Coordinate annotation records
---------------

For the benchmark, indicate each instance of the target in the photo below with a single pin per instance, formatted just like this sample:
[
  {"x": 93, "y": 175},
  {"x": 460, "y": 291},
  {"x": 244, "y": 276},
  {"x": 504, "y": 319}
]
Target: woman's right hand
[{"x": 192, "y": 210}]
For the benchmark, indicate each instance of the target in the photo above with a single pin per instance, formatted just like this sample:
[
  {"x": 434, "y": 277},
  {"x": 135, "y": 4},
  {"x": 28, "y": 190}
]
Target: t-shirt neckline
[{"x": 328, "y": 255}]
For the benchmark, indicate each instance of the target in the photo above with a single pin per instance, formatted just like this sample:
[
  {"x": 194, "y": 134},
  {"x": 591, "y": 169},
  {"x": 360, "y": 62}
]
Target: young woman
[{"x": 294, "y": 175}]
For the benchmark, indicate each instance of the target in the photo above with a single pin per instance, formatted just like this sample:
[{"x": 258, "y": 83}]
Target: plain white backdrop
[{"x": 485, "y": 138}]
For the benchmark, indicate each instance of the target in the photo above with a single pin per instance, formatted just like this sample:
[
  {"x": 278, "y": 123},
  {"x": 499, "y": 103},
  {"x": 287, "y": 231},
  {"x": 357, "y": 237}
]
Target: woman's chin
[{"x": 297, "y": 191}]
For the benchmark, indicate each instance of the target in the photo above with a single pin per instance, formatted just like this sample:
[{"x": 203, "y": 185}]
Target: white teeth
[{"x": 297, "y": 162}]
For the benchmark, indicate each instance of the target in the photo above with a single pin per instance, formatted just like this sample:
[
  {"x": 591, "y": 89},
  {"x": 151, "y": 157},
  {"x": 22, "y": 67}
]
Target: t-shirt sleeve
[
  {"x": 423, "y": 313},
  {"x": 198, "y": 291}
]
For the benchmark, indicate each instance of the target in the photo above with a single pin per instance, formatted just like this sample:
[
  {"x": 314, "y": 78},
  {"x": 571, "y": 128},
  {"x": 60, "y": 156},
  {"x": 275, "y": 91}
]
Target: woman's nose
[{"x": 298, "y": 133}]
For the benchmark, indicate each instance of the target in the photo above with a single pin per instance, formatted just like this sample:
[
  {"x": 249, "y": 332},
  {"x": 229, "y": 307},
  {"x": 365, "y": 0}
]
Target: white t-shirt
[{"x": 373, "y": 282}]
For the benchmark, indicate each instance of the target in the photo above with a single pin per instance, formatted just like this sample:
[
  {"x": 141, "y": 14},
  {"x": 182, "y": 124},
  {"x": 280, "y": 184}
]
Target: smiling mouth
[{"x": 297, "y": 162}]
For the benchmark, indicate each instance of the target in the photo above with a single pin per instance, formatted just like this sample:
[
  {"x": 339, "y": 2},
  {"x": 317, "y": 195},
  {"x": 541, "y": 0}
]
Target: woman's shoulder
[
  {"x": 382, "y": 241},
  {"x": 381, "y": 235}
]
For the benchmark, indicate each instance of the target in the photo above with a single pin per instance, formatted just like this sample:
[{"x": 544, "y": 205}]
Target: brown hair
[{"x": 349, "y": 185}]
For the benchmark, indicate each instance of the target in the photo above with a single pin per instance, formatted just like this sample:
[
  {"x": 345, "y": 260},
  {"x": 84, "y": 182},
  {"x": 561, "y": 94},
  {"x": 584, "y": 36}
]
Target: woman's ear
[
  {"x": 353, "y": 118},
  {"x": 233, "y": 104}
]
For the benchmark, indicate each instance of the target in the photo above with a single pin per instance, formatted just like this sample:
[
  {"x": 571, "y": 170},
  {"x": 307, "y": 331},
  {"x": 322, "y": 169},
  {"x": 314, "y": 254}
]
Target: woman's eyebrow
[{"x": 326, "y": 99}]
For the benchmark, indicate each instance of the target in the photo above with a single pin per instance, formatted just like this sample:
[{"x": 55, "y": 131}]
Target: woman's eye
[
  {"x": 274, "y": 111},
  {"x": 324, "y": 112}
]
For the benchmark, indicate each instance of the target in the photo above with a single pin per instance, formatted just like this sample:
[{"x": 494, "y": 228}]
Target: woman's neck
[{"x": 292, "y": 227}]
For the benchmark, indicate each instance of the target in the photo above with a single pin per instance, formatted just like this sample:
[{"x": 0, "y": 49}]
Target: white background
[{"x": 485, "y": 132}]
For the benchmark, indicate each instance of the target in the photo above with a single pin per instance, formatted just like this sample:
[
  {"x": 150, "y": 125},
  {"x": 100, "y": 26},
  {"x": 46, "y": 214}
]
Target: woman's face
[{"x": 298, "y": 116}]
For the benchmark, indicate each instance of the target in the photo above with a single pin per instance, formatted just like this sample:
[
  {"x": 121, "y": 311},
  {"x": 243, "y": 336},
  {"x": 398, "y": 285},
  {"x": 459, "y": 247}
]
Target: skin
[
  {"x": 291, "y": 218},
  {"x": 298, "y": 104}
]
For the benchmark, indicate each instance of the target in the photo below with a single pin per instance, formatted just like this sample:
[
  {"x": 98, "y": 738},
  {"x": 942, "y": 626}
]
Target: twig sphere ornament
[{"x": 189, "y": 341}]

---------------

> **WHAT YOU ARE ASKED TO DO**
Which lines in the items above contain the string "shirt", with case counting? Pick out each one and copy it in full.

> **THE SOLUTION**
Target: t-shirt neckline
Target: t-shirt sleeve
Target: white t-shirt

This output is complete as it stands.